> SUPPLIED MATERIAL:
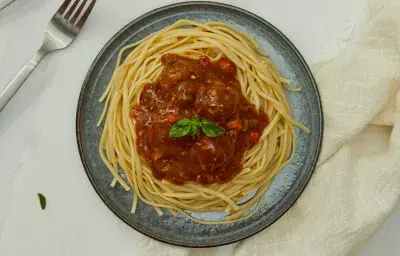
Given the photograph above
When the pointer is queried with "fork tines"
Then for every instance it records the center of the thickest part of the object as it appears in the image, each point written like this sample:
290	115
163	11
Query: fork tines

> WHAT IS BEING ASKED: Copy out every line of the listing above word for word, leaving out the picture.

> WRITTEN ANSWER:
Given the photograph above
When the pointer is queried with "fork tines"
Then for every instance it records the center of the thickest part of the object as it appears in the image, each point written like this sample:
290	115
163	11
Query: fork tines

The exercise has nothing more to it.